== SUPPLIED ENTRIES ==
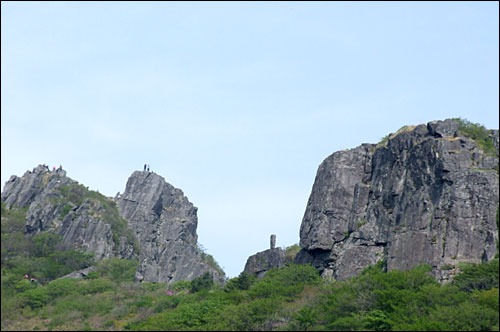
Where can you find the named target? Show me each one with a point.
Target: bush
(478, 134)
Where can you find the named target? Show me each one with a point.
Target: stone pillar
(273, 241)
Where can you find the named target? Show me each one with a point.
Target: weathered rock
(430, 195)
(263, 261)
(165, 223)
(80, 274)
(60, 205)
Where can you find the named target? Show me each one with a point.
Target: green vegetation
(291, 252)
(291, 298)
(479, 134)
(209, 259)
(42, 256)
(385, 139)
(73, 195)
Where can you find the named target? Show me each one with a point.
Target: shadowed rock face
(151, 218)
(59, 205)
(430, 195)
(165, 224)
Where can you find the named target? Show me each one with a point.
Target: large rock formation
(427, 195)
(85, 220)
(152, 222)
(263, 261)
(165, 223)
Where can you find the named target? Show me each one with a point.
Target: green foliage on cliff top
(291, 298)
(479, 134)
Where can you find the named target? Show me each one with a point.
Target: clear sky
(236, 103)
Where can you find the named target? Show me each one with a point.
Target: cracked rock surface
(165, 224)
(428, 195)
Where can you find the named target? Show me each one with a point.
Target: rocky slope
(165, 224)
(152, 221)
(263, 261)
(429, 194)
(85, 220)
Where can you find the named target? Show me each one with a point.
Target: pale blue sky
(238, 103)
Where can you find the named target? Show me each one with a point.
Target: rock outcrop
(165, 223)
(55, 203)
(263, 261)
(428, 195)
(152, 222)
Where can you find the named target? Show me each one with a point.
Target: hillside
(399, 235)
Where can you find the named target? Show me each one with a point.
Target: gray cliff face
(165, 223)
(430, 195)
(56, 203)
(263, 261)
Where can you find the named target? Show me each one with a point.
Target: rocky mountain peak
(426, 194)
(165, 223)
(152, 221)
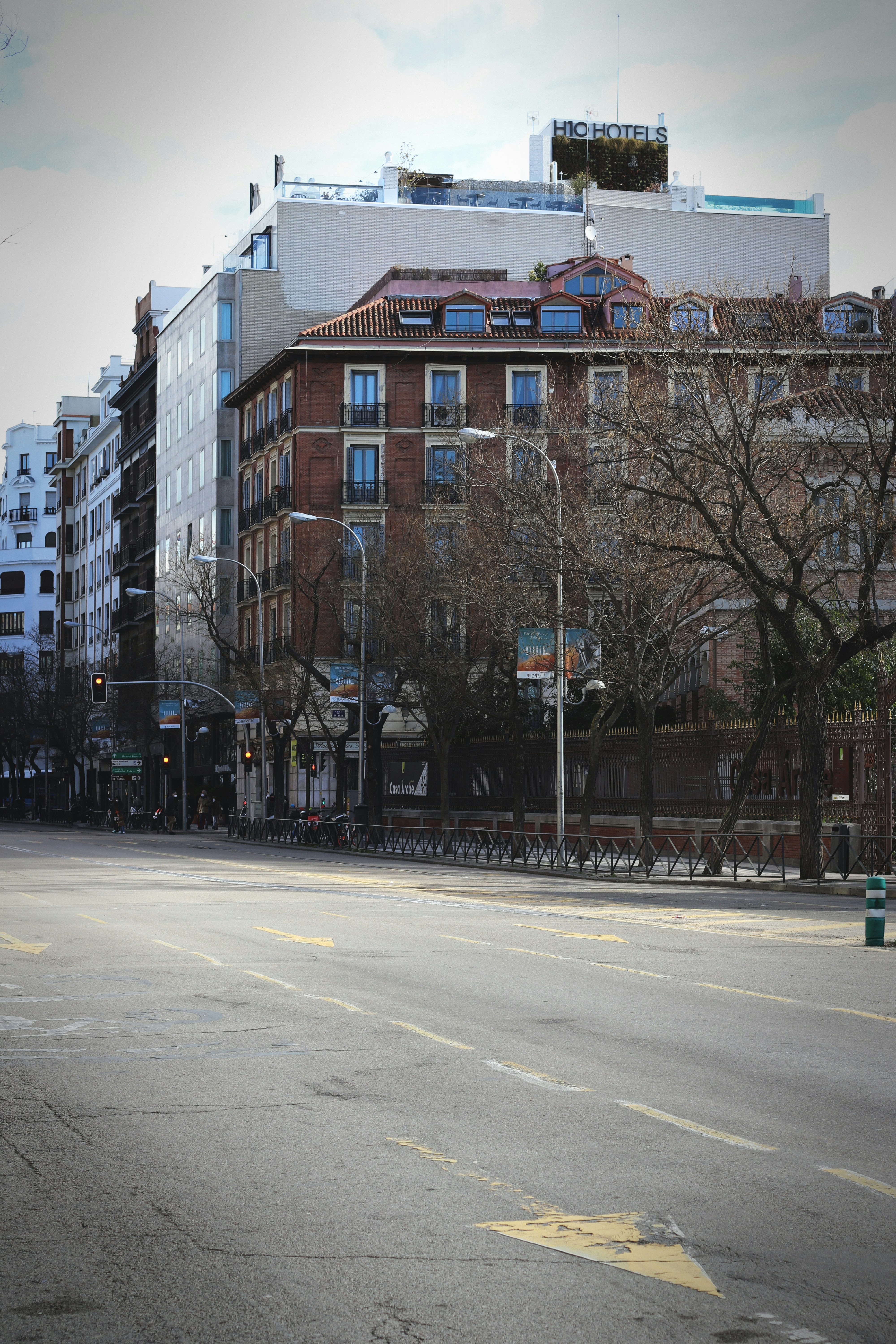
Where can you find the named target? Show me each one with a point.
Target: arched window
===
== SUPPLIED ENTRIES ==
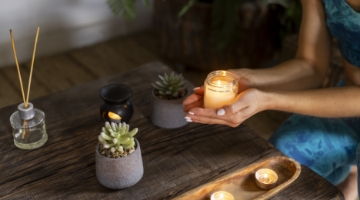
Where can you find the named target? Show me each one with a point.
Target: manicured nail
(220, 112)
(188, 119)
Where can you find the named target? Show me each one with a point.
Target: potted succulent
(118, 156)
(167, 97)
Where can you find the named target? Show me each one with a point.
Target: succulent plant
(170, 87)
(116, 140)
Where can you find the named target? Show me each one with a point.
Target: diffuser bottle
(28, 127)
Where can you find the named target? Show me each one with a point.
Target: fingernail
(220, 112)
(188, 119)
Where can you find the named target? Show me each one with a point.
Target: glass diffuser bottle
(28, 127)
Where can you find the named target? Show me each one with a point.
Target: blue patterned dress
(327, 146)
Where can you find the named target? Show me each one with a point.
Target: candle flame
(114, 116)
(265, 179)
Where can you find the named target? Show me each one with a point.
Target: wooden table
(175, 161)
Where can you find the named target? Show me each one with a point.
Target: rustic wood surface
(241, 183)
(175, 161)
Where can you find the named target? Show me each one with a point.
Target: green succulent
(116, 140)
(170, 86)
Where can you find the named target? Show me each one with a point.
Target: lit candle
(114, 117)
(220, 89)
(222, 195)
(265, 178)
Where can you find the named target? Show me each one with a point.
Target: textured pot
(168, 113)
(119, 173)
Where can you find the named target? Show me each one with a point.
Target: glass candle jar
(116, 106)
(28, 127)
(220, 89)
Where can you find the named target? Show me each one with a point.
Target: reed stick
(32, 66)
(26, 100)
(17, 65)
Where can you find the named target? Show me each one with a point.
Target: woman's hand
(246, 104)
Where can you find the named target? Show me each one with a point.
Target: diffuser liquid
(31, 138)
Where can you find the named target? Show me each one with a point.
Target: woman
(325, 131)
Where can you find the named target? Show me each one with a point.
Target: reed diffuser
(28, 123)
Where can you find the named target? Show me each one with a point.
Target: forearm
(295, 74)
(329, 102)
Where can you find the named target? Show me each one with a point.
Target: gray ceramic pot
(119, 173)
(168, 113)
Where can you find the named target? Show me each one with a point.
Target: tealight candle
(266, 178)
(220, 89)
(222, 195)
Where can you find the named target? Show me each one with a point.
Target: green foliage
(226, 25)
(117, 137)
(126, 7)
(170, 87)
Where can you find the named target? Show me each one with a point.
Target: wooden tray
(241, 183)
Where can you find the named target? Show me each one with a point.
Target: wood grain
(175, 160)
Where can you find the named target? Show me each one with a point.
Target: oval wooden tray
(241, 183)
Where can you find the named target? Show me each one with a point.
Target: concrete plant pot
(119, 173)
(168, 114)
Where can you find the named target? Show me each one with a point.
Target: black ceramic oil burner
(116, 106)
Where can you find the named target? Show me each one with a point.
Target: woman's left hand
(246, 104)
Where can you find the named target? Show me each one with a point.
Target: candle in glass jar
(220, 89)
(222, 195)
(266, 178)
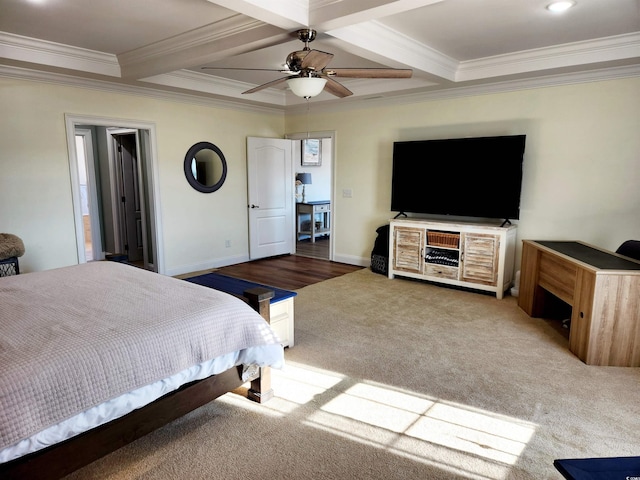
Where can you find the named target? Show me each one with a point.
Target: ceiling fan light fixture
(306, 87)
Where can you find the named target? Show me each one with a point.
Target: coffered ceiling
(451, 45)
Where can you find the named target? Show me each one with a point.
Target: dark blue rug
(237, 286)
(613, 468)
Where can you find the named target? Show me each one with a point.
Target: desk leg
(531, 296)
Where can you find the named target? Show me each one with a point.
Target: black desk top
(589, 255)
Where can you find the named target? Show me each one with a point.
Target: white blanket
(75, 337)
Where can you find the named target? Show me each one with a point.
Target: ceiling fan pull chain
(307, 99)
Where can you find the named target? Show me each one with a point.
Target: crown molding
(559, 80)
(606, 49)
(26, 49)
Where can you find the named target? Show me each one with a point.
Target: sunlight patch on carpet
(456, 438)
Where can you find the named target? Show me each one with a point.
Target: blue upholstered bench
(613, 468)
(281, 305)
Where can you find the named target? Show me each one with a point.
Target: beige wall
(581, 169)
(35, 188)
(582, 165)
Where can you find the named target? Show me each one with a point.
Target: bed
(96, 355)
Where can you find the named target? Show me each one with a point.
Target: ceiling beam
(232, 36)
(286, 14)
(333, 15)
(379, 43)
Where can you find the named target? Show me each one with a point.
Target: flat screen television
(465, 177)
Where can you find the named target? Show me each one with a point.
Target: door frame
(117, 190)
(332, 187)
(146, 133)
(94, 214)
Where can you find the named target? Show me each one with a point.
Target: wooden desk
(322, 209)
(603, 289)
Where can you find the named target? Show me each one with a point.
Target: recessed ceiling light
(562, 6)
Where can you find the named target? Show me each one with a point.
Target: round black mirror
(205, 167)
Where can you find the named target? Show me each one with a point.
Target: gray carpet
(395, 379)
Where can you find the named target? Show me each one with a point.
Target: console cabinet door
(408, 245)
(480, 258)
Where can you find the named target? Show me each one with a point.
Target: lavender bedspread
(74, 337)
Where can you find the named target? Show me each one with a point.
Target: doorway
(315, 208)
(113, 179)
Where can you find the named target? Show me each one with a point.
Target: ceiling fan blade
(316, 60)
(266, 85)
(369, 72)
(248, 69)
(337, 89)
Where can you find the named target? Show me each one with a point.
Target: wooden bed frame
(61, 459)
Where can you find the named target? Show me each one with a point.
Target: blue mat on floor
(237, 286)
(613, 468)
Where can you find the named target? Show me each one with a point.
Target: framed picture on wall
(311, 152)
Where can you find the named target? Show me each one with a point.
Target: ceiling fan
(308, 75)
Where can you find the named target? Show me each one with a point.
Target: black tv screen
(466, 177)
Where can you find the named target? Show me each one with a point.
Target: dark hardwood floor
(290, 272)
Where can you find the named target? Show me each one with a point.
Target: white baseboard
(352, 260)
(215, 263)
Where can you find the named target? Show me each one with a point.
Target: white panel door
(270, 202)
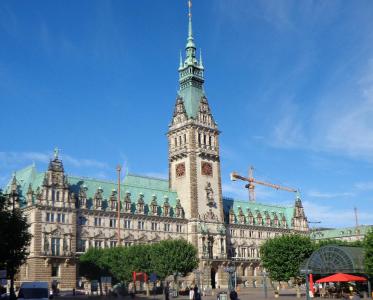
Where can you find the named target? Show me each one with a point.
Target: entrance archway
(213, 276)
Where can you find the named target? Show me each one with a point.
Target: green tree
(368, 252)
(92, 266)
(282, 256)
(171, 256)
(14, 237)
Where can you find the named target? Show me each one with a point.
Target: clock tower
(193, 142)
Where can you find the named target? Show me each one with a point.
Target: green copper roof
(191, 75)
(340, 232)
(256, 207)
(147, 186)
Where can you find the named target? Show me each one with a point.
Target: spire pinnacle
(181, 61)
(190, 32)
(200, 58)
===
- WORK REQUIRED
Count how many lines of the rows above contain the string "reed", and give only that number.

- EXERCISE SOLUTION
2